++++ Records for the exercise

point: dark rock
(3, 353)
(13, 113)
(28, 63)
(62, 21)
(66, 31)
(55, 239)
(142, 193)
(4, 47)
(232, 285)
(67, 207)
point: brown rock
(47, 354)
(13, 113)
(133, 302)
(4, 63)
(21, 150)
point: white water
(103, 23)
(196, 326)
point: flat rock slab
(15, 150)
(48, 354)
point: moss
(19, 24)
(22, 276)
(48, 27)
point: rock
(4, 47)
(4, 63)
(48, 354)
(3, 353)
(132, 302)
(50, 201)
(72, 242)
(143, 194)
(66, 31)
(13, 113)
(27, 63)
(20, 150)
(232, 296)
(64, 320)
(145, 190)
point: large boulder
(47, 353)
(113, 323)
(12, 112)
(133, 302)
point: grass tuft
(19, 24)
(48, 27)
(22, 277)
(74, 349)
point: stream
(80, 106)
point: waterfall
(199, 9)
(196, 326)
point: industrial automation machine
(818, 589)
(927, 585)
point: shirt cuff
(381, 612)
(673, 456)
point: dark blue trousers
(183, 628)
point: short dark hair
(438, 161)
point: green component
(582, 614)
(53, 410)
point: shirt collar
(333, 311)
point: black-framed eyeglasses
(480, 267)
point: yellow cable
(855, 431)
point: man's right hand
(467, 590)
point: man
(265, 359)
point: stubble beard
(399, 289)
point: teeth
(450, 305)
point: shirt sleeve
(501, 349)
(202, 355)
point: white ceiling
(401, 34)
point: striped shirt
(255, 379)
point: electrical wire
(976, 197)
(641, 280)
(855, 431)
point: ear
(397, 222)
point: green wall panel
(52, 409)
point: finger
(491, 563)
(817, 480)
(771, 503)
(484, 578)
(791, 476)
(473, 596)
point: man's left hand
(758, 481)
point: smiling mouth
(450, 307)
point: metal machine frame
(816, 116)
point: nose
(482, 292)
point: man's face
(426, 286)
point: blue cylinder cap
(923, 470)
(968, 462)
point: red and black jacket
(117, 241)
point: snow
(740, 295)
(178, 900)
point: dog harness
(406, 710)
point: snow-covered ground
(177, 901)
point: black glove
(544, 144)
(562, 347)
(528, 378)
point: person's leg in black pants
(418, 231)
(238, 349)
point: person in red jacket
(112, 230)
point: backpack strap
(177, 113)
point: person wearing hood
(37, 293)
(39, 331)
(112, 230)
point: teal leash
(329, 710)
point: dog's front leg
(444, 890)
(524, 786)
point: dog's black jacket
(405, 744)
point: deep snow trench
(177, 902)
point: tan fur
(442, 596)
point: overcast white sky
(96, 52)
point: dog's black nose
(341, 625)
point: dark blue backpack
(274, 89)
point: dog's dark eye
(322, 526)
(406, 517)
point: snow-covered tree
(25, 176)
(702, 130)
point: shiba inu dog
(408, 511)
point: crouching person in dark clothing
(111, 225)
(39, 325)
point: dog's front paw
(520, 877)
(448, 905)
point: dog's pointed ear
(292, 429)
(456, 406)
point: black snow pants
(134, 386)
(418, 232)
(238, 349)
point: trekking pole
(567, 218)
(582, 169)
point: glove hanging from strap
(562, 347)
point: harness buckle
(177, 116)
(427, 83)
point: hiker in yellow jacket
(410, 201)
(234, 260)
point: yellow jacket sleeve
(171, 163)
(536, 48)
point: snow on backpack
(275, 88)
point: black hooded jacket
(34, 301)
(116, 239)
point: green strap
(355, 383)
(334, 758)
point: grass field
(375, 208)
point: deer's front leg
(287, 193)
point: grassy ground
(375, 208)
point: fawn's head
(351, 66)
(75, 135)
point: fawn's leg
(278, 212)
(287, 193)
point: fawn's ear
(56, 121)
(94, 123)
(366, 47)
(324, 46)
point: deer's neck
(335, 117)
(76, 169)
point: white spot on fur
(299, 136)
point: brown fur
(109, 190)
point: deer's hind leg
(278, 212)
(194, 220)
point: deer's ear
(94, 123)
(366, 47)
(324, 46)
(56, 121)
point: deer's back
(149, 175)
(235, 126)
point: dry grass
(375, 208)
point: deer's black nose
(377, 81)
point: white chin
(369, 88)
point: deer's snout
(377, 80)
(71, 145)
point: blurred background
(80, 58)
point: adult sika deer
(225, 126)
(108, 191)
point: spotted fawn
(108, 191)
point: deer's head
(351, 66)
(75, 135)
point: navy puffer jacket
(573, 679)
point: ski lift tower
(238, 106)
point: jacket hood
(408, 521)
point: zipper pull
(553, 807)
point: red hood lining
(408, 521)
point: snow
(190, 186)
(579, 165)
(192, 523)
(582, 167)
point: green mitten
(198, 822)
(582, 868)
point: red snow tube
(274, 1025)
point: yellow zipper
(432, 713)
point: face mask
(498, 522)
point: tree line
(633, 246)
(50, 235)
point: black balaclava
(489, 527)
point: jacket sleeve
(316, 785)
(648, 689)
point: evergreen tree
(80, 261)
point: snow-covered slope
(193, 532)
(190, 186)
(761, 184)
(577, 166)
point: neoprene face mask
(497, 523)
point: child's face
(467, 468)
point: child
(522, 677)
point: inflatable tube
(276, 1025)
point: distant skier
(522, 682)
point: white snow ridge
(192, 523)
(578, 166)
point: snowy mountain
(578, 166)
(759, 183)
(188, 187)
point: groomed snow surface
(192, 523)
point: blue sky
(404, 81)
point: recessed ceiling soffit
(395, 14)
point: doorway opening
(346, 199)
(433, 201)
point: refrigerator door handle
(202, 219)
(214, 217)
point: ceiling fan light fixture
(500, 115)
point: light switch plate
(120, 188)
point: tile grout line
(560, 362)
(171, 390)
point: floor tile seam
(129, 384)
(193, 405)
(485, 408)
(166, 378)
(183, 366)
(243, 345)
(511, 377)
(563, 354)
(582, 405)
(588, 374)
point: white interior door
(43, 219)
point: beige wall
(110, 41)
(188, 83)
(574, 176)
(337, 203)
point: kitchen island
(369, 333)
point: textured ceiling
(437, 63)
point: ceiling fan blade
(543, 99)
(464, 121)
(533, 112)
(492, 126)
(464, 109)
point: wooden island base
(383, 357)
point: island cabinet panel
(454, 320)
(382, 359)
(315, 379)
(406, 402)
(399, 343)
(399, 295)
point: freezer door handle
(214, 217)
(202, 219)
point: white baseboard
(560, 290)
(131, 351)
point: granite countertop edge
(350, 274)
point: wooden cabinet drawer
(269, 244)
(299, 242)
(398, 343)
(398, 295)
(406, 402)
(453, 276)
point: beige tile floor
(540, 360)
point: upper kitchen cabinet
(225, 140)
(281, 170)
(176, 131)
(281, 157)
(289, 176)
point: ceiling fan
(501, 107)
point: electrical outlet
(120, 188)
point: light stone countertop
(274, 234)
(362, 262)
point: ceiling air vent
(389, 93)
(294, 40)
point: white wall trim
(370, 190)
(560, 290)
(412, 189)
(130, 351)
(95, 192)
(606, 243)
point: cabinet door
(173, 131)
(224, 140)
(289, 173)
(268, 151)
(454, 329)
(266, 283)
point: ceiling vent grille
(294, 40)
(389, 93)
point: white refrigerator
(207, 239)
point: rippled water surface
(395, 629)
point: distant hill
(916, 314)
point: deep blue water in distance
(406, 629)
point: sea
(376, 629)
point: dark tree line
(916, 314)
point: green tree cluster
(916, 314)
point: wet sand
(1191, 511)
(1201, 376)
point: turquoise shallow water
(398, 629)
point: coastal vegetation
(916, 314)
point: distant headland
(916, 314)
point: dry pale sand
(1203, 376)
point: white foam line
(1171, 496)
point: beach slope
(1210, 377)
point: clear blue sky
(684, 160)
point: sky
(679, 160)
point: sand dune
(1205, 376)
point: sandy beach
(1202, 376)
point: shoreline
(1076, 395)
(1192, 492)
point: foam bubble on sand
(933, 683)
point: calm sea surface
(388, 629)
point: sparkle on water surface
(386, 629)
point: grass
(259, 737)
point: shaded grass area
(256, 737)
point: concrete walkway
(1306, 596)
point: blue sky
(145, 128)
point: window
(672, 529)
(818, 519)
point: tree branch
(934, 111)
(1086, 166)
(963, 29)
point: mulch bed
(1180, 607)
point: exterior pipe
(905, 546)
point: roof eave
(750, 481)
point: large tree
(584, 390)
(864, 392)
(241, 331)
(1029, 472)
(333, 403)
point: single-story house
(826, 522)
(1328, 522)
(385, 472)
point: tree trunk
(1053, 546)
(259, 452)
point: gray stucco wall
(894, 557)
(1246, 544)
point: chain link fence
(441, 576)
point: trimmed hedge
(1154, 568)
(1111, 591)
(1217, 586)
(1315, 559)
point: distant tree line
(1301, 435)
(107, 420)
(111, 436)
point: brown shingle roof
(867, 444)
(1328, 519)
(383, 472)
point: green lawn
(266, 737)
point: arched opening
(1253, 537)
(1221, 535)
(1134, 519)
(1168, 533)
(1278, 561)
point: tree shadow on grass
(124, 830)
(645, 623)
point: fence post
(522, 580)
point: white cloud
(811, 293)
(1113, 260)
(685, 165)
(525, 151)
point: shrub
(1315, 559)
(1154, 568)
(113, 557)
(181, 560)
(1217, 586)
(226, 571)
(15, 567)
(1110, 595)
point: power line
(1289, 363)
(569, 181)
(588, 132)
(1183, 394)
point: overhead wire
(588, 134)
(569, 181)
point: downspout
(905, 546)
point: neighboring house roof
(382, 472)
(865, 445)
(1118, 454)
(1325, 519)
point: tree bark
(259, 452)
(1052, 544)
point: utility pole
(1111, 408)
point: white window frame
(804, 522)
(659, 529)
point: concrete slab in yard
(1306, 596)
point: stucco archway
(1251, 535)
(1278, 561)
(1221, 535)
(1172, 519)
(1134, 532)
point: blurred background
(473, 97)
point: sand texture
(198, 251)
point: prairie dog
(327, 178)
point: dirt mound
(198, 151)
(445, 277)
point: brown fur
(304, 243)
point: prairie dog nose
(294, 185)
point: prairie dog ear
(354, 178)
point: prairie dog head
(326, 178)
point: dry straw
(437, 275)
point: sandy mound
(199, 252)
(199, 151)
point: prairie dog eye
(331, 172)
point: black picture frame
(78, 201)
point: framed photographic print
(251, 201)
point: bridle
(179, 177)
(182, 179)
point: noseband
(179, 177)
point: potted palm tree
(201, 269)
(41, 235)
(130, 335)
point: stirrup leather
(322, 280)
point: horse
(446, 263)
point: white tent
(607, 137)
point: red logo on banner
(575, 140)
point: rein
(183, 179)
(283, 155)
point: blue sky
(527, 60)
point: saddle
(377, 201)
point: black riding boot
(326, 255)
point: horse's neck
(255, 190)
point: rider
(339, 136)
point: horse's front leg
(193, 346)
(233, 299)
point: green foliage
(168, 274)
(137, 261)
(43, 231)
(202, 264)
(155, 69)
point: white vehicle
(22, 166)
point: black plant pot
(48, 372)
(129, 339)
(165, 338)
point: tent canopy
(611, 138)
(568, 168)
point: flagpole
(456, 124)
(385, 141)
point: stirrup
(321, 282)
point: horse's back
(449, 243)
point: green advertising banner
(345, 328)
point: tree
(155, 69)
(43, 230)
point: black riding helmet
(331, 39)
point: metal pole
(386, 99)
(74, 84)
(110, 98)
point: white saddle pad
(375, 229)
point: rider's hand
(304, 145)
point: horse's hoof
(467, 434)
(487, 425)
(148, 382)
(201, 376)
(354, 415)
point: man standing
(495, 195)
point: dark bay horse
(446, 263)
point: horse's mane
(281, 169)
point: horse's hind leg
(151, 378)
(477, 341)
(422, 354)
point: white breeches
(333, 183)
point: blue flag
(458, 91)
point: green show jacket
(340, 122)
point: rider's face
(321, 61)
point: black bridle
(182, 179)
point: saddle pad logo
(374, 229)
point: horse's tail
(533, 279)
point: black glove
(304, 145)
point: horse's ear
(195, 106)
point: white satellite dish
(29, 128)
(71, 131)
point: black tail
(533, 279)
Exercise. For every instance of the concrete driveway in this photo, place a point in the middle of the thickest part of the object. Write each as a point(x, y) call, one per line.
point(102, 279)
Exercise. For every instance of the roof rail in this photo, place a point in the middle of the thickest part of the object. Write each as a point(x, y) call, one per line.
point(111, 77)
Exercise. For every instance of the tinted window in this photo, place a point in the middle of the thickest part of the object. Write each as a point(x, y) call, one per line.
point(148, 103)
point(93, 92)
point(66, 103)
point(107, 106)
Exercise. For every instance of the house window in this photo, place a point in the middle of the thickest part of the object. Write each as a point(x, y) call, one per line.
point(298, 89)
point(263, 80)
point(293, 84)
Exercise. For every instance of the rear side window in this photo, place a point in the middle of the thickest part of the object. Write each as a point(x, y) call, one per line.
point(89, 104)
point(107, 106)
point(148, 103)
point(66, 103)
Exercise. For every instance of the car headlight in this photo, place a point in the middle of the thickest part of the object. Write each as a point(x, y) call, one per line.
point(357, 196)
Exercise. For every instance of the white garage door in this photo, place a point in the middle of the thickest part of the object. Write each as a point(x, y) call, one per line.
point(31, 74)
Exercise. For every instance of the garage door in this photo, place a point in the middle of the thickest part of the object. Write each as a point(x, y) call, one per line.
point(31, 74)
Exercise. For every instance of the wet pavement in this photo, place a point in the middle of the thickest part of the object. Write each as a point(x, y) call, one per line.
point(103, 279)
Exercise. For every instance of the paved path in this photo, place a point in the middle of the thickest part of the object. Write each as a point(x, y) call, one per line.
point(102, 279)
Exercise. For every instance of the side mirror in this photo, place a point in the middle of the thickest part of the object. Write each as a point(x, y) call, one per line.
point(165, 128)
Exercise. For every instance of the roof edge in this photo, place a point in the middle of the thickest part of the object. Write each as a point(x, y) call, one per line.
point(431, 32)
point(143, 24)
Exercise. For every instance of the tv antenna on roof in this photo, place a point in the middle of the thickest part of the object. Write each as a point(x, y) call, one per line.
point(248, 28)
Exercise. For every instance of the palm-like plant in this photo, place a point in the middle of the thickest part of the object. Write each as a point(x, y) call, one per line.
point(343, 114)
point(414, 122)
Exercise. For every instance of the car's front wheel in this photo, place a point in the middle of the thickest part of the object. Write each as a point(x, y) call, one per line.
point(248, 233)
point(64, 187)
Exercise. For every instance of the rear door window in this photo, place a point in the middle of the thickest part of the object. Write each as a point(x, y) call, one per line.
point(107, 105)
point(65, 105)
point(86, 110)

++++++++

Task instructions: Write out exactly the lines from the line holding "Exercise. For every instance of the side" through the last line of the data, and nothing besides those lines.

Response for this exercise:
Exercise. For every instance of the side mirror in this photo, place a point in the middle of the thickest part of the object. Write each as a point(x, y) call, one per line.
point(165, 128)
Exercise. For every instance of the roof edge in this photo, place a point in the middle of the thickest part of the object. Write each as a point(x, y) call, one per line.
point(431, 32)
point(143, 24)
Exercise. For every instance of the tv antenna on roof in this photo, place a point in the middle of the thickest part of the object. Write each as a point(x, y) call, one per line.
point(248, 28)
Exercise. For every instance of the palm-like plant in this photo, place a point in the middle of the thickest part of the object. Write each as a point(x, y) call, one per line.
point(343, 114)
point(414, 122)
Exercise. For every instance of the car's front wheel in this photo, place a point in the middle of the thickest part of the object. Write each as a point(x, y) call, one per line.
point(248, 233)
point(64, 187)
Exercise. For every instance of the rear door window in this photo, place a point in the middle of the thickest part of the object. Write each as a point(x, y) call, one per line.
point(107, 105)
point(65, 105)
point(86, 110)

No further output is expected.